[Dataset entries]
------------------------
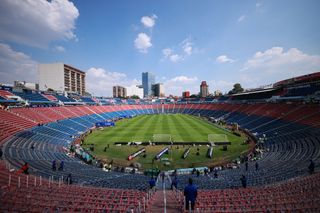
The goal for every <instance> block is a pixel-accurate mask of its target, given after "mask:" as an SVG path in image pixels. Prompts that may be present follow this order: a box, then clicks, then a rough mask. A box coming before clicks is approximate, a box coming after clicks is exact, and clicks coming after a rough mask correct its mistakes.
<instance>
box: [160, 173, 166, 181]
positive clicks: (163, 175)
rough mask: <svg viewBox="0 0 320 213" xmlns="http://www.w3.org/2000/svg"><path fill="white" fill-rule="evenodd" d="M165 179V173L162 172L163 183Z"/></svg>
mask: <svg viewBox="0 0 320 213" xmlns="http://www.w3.org/2000/svg"><path fill="white" fill-rule="evenodd" d="M164 177H165V174H164V172H162V173H161V178H162V182H164Z"/></svg>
------------------------
WORK TO COMPLETE:
All entries above, minus the pictures, should be repeated exactly.

SOLUTION FOR THIS PROBLEM:
The goal for every <instance> block is a pixel-accurate mask of its target, given after "mask:" as an SVG path in image pixels. Prompts that may be present follow this order: a box, then clicks, then a rough mask. A box coming before clicks is approximate, a box coming after clicks is exact, and clicks coming after a rough mask correct its mistakes.
<instance>
box: [160, 173, 166, 181]
positive clicks: (163, 175)
rough mask: <svg viewBox="0 0 320 213" xmlns="http://www.w3.org/2000/svg"><path fill="white" fill-rule="evenodd" d="M165 179V173L162 172L163 183Z"/></svg>
mask: <svg viewBox="0 0 320 213" xmlns="http://www.w3.org/2000/svg"><path fill="white" fill-rule="evenodd" d="M164 177H165V174H164V172H162V173H161V178H162V182H164Z"/></svg>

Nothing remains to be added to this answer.